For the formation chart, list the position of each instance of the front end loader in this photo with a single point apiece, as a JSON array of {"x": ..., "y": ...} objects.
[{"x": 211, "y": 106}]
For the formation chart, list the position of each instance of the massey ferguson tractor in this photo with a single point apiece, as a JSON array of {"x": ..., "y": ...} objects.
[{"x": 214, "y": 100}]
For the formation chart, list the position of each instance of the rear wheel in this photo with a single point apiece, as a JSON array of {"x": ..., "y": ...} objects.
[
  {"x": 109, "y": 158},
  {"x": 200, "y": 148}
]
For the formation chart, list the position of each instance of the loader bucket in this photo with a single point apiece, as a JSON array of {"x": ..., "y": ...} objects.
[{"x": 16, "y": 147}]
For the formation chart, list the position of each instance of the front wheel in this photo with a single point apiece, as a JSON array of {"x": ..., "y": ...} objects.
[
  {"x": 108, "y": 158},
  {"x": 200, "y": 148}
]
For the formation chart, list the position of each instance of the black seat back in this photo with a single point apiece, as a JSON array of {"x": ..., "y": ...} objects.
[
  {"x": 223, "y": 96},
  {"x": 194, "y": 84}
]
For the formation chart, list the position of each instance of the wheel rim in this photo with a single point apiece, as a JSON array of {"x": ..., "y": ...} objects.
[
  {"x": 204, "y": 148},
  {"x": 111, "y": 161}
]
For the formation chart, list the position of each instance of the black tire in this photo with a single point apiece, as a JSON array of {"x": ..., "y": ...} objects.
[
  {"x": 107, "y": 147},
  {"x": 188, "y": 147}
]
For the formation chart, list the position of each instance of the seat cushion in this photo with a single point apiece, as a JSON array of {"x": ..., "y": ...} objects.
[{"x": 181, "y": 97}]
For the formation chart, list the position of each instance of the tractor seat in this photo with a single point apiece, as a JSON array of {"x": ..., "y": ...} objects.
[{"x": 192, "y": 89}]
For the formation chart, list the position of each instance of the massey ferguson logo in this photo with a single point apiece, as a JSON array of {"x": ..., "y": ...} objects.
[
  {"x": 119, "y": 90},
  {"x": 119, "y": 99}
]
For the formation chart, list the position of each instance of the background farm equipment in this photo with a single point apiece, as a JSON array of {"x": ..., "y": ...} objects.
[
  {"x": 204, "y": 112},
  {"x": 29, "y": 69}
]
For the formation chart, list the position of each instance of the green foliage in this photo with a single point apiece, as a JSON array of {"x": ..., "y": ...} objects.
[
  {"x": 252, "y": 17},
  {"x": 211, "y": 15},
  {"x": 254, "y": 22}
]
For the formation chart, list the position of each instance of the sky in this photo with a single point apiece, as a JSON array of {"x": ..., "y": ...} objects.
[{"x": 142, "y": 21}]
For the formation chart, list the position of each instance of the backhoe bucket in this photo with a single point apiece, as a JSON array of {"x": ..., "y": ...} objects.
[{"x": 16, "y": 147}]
----
- **Written exercise**: Could you print all of the records above verbatim, with nothing added, dropped, or changed?

- **Finished task**:
For the formation chart, list the position of each instance of the front end loader in this photo with a single point apiece, as a JSON array of {"x": ..., "y": ...} objects.
[{"x": 211, "y": 106}]
For the formation chart, list the position of each instance of the massey ferguson tractor in this photo with a single point apiece, as a JSON array of {"x": ..., "y": ...} objects.
[{"x": 214, "y": 100}]
For the formation chart, list the position of each instance of the rear wheel in this photo with a single point apiece, as a JSON array of {"x": ..., "y": ...} objects.
[
  {"x": 109, "y": 158},
  {"x": 200, "y": 148}
]
For the formation chart, list the position of each instance of the loader bucket in this photo with a single point apiece, as a JSON array of {"x": ..., "y": ...} objects.
[{"x": 16, "y": 147}]
For the formation chart, list the position of each instance of the front wheel in this photo with a single point apiece, as a JSON array of {"x": ..., "y": ...} objects.
[
  {"x": 108, "y": 158},
  {"x": 200, "y": 148}
]
For the formation chart, list the position of each instance of the black seat back in this photo with a single point apiece, as a JSON array of {"x": ..., "y": ...} objects.
[
  {"x": 223, "y": 96},
  {"x": 194, "y": 84}
]
For the formation chart, list the position of each instance of the wheel rim in this photo with a single point apiece, as a JSON array of {"x": ..., "y": ...} objects.
[
  {"x": 204, "y": 148},
  {"x": 111, "y": 161}
]
For the formation chart, list the position of each instance of the black tire in this photo with a single point apiece, as a JSON array of {"x": ..., "y": ...} objects.
[
  {"x": 107, "y": 147},
  {"x": 188, "y": 147}
]
For the formation chart, list the position of each instance of the seat cushion in this photo with a single point apiece, as a JSON array of {"x": ..., "y": ...} objects.
[{"x": 181, "y": 97}]
For the formation chart, list the position of each instance of the tractor seat in this photo with a single point apiece, as a JSON array of {"x": ..., "y": ...} objects.
[{"x": 192, "y": 89}]
For the formation chart, list the position of each instance of the massey ferguson logo in this photo with a single point apiece, as a JSON array of {"x": ..., "y": ...} objects.
[
  {"x": 119, "y": 90},
  {"x": 119, "y": 99}
]
For the formation chart, list the position of each instance of the background farm equipment in this photo with a single point apiece, as a JSON array of {"x": ..., "y": ...} objects.
[
  {"x": 204, "y": 112},
  {"x": 29, "y": 69}
]
For the formation chart, list the position of each instance of the green foliage in this photo with a single point apiece, as a JSON array of {"x": ..., "y": ...} objects.
[
  {"x": 252, "y": 17},
  {"x": 211, "y": 15},
  {"x": 254, "y": 22}
]
For the formation chart, list the position of each instance of the sky in this photo with a single point apiece, as a JSON array of {"x": ..., "y": ...} objects.
[{"x": 142, "y": 21}]
For the formation chart, list the position of each instance of the backhoe bucket in this photo with a single point apiece, as a JSON array of {"x": ..., "y": ...} objects.
[{"x": 16, "y": 147}]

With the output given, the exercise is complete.